TASK TO CARRY OUT: Where the line containing "Q: Locate the brown cow" appears, end the copy there, keeping that line; start from the first line of the entries, copy exactly, and omit pictures.

DATA EXTRACT:

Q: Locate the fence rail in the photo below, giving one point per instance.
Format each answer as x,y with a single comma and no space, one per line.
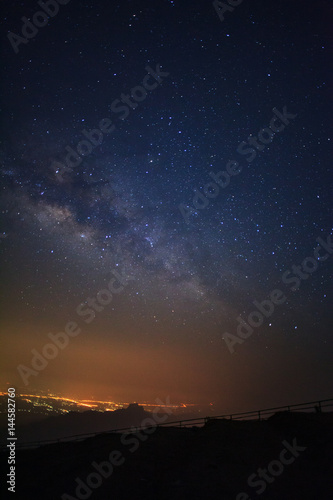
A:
317,406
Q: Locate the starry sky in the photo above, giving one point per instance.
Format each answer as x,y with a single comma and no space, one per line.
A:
133,202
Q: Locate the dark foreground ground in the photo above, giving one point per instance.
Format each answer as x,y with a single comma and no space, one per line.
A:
212,462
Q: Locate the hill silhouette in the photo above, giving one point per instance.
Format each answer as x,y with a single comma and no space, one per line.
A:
213,461
90,421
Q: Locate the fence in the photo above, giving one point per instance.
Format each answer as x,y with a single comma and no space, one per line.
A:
317,406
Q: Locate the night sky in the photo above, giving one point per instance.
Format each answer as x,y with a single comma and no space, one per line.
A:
133,202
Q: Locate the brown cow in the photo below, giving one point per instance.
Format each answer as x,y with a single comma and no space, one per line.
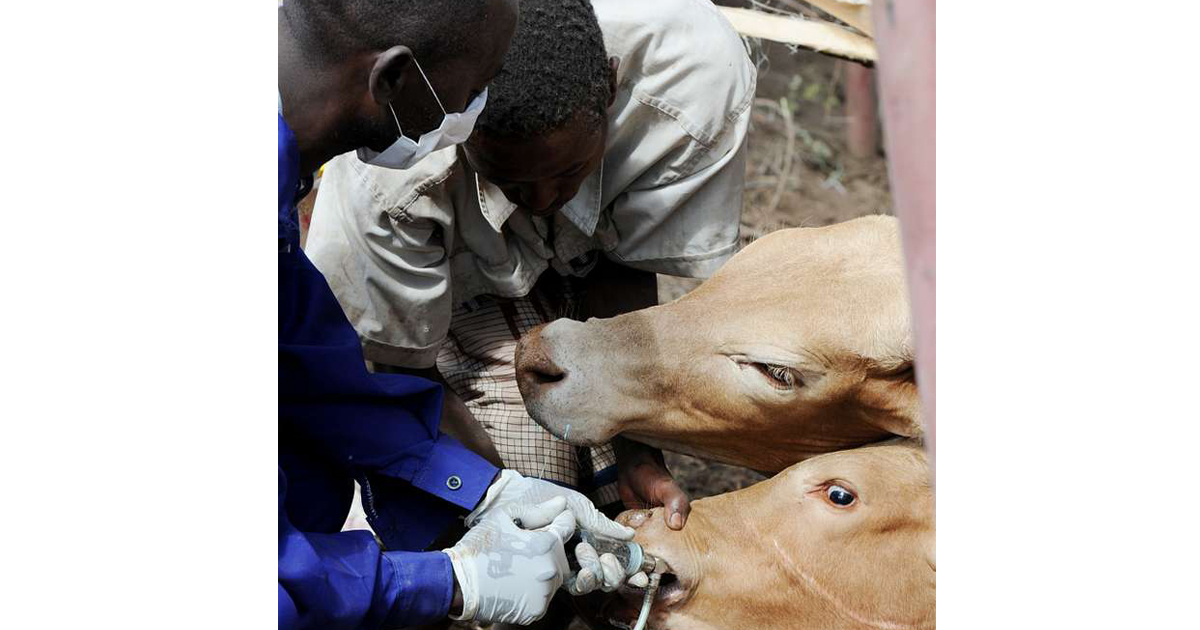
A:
801,345
844,540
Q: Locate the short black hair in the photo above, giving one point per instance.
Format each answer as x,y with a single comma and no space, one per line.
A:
556,70
329,30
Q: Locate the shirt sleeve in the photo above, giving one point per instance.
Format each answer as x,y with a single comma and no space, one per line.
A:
345,581
685,223
370,423
391,275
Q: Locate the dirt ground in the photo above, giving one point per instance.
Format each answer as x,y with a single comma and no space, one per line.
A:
816,183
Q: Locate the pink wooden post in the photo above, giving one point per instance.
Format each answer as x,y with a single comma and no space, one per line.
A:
862,129
905,37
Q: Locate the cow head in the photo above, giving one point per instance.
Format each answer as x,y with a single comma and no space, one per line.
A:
801,345
844,540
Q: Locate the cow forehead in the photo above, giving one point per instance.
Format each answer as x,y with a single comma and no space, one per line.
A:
876,469
838,291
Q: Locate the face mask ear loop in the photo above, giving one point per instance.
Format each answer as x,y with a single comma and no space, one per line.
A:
396,119
431,87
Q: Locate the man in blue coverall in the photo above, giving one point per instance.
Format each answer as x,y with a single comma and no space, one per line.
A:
394,79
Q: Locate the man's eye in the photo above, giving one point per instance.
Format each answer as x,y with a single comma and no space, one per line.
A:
779,376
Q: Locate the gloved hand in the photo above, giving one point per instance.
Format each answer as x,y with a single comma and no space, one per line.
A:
597,571
508,574
513,492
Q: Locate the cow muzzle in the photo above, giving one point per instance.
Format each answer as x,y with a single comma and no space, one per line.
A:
561,396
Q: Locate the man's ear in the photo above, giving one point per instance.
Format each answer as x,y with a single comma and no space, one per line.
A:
388,73
613,63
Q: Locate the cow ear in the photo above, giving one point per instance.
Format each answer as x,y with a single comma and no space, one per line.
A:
893,405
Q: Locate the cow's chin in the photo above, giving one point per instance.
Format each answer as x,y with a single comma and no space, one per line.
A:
676,587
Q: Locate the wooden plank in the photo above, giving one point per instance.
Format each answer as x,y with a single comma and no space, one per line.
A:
857,15
820,36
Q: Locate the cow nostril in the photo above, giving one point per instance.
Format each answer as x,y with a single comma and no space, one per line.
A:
545,373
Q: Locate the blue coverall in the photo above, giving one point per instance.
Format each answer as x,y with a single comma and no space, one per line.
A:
339,424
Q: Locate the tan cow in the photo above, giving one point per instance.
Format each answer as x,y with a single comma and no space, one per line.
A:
844,540
801,345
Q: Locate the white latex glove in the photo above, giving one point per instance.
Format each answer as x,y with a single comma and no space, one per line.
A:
513,492
508,574
597,571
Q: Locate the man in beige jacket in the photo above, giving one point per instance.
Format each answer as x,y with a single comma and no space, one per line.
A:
612,149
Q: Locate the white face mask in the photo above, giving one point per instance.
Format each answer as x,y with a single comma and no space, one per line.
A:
455,129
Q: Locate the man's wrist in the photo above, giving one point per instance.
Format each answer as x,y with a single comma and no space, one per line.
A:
456,600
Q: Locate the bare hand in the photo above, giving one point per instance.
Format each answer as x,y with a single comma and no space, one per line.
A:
645,481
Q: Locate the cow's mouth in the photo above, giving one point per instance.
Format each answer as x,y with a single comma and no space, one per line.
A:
621,610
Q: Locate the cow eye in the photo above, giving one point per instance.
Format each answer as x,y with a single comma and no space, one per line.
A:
839,496
779,376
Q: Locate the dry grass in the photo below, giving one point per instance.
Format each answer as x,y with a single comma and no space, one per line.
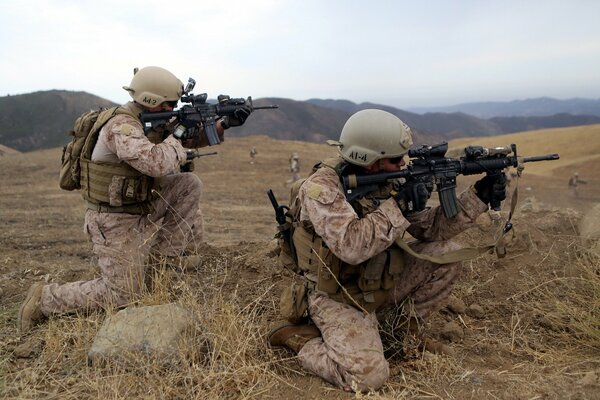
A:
541,302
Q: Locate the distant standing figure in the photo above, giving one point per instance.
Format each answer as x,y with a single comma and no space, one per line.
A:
574,181
294,168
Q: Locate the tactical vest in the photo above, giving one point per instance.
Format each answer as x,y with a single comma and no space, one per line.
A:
365,286
114,187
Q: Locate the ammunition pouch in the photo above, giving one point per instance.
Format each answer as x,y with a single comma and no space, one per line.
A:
364,286
116,187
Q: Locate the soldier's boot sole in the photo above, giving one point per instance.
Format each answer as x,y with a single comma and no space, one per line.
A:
30,313
294,337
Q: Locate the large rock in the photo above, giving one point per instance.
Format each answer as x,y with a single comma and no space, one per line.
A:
157,333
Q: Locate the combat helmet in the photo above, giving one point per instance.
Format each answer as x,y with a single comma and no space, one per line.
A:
370,135
152,86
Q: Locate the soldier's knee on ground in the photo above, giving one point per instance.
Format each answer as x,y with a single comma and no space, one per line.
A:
373,375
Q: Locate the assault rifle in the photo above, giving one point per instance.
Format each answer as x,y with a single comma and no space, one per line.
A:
191,154
199,113
429,165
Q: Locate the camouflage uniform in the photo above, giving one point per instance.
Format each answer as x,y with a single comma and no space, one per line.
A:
122,241
350,353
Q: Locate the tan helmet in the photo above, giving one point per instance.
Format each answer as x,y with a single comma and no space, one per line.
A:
152,86
370,135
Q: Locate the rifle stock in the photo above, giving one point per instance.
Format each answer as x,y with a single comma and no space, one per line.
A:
199,113
428,163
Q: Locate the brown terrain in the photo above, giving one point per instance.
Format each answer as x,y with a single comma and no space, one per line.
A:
531,328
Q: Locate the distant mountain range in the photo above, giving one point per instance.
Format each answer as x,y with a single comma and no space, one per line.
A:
538,107
42,119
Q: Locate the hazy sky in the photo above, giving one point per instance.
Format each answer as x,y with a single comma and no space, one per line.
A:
401,53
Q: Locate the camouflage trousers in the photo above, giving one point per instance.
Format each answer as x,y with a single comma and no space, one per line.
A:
122,242
349,352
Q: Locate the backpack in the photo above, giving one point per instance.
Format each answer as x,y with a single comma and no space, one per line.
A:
85,134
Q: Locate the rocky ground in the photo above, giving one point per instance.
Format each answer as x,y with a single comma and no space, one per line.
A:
524,326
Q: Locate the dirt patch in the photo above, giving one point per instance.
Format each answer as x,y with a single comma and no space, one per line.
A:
529,328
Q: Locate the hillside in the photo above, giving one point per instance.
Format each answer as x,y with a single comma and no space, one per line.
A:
537,107
535,326
42,119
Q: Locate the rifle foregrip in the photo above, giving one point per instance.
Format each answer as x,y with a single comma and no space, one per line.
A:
210,131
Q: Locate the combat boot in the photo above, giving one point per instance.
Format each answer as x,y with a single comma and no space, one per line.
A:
294,337
30,313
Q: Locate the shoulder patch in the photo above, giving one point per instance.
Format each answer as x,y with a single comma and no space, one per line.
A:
125,129
314,190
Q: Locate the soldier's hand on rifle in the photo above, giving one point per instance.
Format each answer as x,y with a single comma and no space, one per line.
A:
187,166
412,197
491,188
237,117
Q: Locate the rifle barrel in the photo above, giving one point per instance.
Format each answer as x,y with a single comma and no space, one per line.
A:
547,157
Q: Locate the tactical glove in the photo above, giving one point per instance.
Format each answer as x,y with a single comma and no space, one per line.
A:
491,189
412,197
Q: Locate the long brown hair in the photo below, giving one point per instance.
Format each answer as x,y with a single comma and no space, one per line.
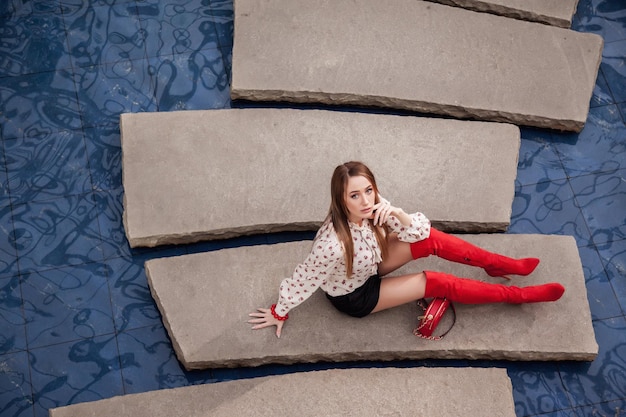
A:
338,212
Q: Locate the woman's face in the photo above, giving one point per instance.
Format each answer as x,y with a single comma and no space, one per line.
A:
359,198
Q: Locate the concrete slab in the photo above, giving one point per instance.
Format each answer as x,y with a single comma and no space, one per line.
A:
200,175
552,12
340,392
205,299
414,55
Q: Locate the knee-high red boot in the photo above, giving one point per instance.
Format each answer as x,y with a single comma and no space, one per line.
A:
454,249
469,291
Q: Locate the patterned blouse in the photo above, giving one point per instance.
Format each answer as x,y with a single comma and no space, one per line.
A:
325,266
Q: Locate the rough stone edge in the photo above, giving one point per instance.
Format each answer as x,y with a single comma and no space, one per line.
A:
511,12
458,112
117,403
221,234
386,356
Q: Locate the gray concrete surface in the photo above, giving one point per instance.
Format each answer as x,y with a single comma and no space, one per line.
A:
415,55
198,175
205,300
552,12
342,392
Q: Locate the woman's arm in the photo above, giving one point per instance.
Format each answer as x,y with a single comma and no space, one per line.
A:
409,227
323,261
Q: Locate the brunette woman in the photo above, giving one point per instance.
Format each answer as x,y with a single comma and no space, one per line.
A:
364,237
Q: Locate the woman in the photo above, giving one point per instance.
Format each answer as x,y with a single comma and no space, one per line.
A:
365,237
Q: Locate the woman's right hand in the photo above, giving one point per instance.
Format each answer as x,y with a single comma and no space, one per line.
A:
264,318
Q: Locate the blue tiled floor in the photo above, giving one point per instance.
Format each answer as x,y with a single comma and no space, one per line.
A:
77,322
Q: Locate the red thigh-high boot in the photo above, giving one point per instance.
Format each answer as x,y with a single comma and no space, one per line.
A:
469,291
454,249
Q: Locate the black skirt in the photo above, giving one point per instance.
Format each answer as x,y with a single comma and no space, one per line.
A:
360,302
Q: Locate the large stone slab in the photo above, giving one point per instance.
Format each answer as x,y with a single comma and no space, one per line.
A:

SOLUTION:
Q: Locate the fence rail in the photo below, giving one point per instance.
Format each answer as x,y with a single comma and no space, one per line.
A:
317,406
Q: Locate the starry sky in the photo above, giving one point per instance.
Format each answer as x,y with a single comma and no space, one per line.
A:
133,202
Q: Locate the dark foreground ground in the photo above, giving one point per instance.
Format each answer as x,y with a single comma and no space, one per line.
A:
212,462
Q: Locate the hill silhouette in the photo above, giving one point per instance.
Format each answer as x,y with a single comma and no space, one per line.
A:
213,461
90,421
Q: Locate the fence in the photo above, giving one point per instance.
Format each answer as x,y with a single comma and no space, one per line.
A:
317,406
Q: Locate the night sky in the photo above, giving one point per instance.
Format each answer as x,y with a single comma and no space, one per line.
A:
133,202
Q: Locate the brown cow in the photo below, giving one point per instance.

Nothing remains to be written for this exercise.